WHAT TO DO
[1] Answer these questions using the MIME conventions text below:
(a) Which RFC modifies RFC 822 by changing the syntax for return, date, and mailbox?
(b) In what notation are all numeric and octet values given?
(c) What decimal value corresponds to the LF character?
[2] Output the passage of the MIME conventions text from "Although MIME mechanisms" to "date, and mailbox).", copying it word for word.

TEXT PROVIDED
· · · ·

Skip to main content

2. Definitions, Conventions, and Generic BNF Grammar

Although MIME mechanisms are specified in prose throughout this document set, many are also described formally using the augmented BNF notation of RFC 822. Implementers need to be familiar with this notation in order to understand this document set, and are referred to RFC 822 for a complete explanation of the augmented BNF notation.

Some of the augmented BNF in this document set makes named reference to syntax rules defined in RFC 822. A complete formal grammar is therefore obtained by combining the collected grammar appendices from each document in this set with that from RFC 822 plus the modifications to RFC 822 defined in RFC 1123 (which specifically changes the syntax for return, date, and mailbox).

All numeric and octet values in this document set are given in decimal notation. All media type values, subtype values, and parameter names as defined are case-insensitive. However, parameter values are case-sensitive unless otherwise specified for the specific parameter.

FORMAT NOTE: Notes like this one provide additional nonessential information which readers may skip without missing anything essential. The primary purpose of these non-essential notes is to convey information about the rationale of this document set, or to place these documents in the proper historical or evolutionary context. In particular, such information may be skipped by those who are focused solely on building a compliant implementation, but may be of use to those who wish to understand why certain design choices were made.

2.1. CRLF

The term CRLF, in this document set, refers to the sequence of octets corresponding to the two US-ASCII characters CR (decimal value 13) and LF (decimal value 10) which, taken together, in this order, denote a line break in RFC 822 mail.

· · · ·

Labeled region records:

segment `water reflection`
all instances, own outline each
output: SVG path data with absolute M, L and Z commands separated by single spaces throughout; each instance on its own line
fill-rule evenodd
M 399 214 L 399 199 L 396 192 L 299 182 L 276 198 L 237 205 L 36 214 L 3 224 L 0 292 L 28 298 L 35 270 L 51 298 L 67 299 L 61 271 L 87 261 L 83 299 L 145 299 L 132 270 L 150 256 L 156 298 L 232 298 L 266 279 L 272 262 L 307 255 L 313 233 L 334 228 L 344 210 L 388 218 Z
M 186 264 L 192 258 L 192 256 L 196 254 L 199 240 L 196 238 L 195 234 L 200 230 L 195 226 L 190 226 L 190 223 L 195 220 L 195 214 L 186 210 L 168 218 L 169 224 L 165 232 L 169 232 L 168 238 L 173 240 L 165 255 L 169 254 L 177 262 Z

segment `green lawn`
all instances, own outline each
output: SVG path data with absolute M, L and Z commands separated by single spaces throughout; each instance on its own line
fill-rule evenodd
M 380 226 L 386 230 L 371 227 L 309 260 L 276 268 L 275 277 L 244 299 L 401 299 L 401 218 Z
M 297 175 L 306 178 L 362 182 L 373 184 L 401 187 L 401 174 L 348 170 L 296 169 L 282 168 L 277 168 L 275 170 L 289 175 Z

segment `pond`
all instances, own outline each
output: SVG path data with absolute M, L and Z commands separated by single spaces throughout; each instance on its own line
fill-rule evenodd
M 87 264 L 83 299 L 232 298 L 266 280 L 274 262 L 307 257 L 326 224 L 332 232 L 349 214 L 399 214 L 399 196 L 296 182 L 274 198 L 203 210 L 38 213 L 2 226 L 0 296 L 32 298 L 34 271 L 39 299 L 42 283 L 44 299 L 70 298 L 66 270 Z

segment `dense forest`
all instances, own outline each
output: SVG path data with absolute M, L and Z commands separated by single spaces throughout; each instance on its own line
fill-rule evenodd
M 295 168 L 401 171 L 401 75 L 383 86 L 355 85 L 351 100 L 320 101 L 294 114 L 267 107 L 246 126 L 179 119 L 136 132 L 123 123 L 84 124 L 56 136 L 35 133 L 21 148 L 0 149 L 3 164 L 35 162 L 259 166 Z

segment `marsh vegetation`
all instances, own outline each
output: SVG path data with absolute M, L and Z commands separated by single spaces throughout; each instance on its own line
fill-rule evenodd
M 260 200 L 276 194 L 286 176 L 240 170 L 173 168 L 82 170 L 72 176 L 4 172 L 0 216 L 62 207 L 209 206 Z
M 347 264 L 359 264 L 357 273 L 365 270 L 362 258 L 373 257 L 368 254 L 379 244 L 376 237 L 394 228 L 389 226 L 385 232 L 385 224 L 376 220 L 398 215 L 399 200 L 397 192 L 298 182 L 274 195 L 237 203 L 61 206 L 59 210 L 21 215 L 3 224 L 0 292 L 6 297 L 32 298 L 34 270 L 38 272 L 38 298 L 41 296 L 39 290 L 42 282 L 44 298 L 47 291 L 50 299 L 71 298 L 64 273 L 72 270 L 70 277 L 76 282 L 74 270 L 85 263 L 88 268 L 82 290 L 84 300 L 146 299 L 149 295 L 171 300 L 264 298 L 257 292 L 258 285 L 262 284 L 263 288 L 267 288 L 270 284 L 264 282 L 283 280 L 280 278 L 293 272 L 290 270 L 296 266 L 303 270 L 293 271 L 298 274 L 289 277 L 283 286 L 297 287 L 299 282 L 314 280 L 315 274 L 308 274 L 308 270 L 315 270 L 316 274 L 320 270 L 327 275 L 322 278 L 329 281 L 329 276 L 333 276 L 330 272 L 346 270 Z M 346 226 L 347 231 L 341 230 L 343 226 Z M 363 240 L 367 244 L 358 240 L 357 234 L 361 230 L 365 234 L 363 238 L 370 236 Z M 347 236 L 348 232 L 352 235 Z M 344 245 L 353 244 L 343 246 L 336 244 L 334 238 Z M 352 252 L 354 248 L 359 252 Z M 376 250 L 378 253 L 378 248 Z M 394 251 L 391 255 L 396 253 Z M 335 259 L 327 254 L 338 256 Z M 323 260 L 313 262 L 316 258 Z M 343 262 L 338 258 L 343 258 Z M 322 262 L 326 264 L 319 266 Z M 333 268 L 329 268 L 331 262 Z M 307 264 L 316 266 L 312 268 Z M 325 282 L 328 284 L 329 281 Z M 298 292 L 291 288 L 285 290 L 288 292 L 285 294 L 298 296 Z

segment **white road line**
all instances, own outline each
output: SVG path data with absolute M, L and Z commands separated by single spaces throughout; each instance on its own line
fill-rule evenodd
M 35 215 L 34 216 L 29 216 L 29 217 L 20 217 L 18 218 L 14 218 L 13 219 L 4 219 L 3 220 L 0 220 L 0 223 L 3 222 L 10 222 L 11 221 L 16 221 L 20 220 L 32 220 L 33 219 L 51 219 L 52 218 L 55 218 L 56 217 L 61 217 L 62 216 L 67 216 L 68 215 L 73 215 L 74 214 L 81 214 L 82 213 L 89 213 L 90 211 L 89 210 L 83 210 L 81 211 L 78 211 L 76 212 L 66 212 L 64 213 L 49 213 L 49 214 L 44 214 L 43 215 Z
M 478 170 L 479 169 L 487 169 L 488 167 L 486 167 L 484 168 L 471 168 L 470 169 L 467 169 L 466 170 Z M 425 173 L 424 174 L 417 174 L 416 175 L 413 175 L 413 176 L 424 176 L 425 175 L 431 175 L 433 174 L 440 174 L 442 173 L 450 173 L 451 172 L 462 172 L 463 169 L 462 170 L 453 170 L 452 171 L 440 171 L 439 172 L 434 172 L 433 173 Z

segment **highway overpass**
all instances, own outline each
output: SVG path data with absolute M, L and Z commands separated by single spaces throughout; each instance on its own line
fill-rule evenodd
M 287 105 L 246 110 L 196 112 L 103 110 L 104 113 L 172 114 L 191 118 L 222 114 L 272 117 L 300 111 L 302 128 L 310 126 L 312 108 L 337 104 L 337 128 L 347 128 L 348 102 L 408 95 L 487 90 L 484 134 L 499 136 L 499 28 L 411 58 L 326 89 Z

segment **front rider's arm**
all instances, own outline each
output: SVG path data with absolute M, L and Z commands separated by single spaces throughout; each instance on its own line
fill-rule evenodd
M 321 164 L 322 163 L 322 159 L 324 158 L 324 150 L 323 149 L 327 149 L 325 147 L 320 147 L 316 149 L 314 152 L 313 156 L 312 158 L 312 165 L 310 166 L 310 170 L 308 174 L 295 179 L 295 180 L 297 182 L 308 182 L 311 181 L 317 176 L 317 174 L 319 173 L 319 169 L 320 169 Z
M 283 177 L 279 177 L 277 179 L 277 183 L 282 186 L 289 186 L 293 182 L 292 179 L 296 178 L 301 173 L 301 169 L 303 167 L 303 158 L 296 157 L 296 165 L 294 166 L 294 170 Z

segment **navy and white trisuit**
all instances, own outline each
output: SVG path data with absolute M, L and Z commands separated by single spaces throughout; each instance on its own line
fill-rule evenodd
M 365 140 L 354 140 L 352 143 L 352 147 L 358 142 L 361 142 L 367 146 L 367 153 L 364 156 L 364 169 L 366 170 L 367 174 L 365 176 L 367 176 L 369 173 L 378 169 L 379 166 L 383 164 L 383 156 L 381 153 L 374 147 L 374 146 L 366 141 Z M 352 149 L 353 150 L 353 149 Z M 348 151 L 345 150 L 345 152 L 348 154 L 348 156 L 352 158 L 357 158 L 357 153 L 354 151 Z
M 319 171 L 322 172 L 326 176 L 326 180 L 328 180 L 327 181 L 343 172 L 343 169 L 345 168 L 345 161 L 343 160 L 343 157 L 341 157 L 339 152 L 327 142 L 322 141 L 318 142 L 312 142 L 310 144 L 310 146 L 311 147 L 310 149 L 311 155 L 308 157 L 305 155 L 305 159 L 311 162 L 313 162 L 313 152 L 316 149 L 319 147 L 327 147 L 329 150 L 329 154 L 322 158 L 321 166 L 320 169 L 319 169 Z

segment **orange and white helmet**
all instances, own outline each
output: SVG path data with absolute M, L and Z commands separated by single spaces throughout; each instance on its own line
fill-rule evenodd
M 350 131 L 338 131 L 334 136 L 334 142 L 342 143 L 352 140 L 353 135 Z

· · · ·

ANSWERS FOR THE TASKS
[1]
(a) RFC 1123
(b) Decimal notation
(c) 10

[2]
Although MIME mechanisms are specified in prose throughout this document set, many are also described formally using the augmented BNF notation of RFC 822. Implementers need to be familiar with this notation in order to understand this document set, and are referred to RFC 822 for a complete explanation of the augmented BNF notation.

Some of the augmented BNF in this document set makes named reference to syntax rules defined in RFC 822. A complete formal grammar is therefore obtained by combining the collected grammar appendices from each document in this set with that from RFC 822 plus the modifications to RFC 822 defined in RFC 1123 (which specifically changes the syntax for return, date, and mailbox).